[[ Source text open ]]

To be fair, I sooo understand this Question… and YES it is a relative one.
Been there… done that.
I was married for 20+ Years.
Then my Ex and I split up… Legally Seperated and spent aprox 18 months “working” on our relationship and trying to decide if it was worthwhile getting back together.
While that was going on, I continued to consider myself married… and so I did not look for “companionship” elsewhere (and as far as I know, neither did he)
Because, I am the sort of girl, who believes in the adage that you GIVE IT ALL (more than 100%) BEFORE YOU CALL IT OVER AND DONE WITH
Because in that way, you’ll have no regrets afterwards. As you have honestly tried your best.
Infact, I was the type of person (and still am) that always thought that as long as two people were married that ANYTHING outside of that relationship was indeed cheating.
However, like many things in life I’ve discovered… what one believes to be true… and how life actually presents itself can be two vastly diffrent things.
After it was very clear that there was no “saving” our Marriage… I filed for Divorce. And honestly thought great… this will be over soon and then I can get on with my life.
However, that is not what either my Ex-Hubby or the Court System had in mind.
My Ex-H intentionally dragged our case on and on delaying the process whenever and however he could muster
(For the record, I left because of ongoing abuse… Emotional – Physical – Financial – Sexual etc. I spent so long legally seperated because I had hoped that he would GET HELP… become a recovering alcoholic and get some serious counselling to come to terms with what he was doing with his life… and how he was treating me, our marriage and kids etc)

[[ Source text closed ]]
[[ Source information open ]]

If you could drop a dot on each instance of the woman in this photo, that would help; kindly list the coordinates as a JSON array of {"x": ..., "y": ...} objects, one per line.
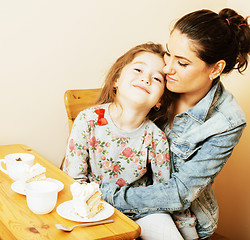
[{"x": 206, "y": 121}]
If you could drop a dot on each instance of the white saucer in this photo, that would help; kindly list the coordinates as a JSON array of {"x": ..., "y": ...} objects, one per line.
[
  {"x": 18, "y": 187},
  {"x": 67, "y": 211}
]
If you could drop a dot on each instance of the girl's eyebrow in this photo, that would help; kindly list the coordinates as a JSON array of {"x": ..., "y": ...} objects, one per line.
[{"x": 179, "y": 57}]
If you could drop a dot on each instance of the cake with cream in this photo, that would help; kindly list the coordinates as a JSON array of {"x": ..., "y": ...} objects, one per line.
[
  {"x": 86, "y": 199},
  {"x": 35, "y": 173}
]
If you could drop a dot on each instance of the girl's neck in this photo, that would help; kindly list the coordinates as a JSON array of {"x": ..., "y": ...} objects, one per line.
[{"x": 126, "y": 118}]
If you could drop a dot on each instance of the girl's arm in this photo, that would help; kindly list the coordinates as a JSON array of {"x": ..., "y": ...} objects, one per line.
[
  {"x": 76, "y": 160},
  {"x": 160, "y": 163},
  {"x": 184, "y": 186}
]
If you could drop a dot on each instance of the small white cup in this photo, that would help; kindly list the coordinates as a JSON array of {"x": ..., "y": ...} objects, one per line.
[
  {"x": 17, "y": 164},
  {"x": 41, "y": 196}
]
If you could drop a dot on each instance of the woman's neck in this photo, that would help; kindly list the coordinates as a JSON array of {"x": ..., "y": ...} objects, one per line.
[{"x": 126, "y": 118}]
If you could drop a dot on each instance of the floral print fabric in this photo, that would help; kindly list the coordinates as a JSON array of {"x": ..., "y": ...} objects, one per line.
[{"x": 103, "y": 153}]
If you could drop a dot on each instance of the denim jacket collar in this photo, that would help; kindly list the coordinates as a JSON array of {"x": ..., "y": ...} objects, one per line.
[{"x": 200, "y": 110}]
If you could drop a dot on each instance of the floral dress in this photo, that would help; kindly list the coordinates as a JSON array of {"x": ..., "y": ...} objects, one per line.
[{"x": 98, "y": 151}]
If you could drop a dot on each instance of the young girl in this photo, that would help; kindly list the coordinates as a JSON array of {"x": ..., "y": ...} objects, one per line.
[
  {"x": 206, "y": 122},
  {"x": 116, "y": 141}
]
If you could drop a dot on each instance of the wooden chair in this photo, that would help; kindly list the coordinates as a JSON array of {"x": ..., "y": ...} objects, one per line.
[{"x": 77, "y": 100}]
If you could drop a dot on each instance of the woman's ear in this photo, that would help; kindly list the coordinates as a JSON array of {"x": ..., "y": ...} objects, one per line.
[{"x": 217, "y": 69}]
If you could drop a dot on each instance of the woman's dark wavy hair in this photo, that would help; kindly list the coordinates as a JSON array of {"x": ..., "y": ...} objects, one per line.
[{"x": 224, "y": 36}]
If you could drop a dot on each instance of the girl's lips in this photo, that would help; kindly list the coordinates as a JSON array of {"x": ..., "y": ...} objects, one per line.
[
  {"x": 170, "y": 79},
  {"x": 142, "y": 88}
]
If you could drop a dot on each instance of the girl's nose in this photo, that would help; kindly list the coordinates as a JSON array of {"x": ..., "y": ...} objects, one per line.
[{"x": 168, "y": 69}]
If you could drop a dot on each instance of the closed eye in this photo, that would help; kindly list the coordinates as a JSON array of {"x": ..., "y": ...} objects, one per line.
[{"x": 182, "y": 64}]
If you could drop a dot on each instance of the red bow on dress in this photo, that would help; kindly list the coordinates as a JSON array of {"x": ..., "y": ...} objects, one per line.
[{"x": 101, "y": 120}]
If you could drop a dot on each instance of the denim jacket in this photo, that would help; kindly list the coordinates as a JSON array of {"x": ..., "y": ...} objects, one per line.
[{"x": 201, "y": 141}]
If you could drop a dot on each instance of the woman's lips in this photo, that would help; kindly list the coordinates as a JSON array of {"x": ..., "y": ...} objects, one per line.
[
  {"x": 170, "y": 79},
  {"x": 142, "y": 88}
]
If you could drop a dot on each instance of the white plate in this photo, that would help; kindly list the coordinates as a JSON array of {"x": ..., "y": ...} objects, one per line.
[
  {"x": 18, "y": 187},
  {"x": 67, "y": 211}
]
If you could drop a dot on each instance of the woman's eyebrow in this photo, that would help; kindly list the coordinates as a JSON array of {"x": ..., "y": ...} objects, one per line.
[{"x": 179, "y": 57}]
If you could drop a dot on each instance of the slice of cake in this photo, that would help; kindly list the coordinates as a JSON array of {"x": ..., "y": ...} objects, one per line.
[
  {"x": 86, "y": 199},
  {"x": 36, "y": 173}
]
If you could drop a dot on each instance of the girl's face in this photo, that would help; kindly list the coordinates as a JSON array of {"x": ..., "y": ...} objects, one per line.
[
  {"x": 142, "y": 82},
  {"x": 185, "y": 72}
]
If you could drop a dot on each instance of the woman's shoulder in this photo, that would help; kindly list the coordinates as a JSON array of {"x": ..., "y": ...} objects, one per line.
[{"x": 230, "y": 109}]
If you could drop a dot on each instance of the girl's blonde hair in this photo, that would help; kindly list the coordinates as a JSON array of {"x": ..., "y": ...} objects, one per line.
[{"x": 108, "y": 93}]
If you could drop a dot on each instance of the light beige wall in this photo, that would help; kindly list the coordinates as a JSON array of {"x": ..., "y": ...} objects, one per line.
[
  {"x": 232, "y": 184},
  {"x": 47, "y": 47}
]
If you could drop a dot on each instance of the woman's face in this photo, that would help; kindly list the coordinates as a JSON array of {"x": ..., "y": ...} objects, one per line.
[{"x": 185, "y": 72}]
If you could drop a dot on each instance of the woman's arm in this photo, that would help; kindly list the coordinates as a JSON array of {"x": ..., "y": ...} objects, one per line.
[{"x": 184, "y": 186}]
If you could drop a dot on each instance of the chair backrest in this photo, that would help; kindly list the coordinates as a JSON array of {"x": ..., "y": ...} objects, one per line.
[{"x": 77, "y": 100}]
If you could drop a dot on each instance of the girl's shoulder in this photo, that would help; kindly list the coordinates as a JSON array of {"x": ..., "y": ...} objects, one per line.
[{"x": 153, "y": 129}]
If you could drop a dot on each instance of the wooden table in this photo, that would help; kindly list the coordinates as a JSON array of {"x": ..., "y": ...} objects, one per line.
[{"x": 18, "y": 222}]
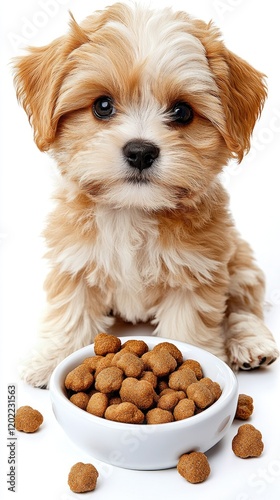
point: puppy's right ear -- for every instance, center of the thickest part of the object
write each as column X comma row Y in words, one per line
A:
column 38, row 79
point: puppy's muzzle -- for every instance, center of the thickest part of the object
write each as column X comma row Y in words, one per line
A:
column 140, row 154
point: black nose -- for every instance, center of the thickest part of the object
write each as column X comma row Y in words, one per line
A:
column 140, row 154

[[ Source information closed ]]

What this exercise asks:
• A. From the account of the separation, return the passage from "Been there… done" up to and including "neither did he)", copied word for word.
• B. According to the account of the separation, about how long did the writer spend legally separated before filing for divorce?
• C. Decide whether each statement agrees with the account of the separation. Answer yes or no for each, and quote the deciding words.
(i) During the separation, the writer looked for companionship with someone else.
(ii) The writer's ex-husband delayed the divorce case on purpose.
(iii) The writer was the one who filed for divorce.

Responses by task:
• A.
Been there… done that.
I was married for 20+ Years.
Then my Ex and I split up… Legally Seperated and spent aprox 18 months “working” on our relationship and trying to decide if it was worthwhile getting back together.
While that was going on, I continued to consider myself married… and so I did not look for “companionship” elsewhere (and as far as I know, neither did he)

• B. About 18 months.

• C.
(i) No: "I did not look for “companionship” elsewhere"
(ii) Yes: "My Ex-H intentionally dragged our case on and on"
(iii) Yes: "I filed for Divorce."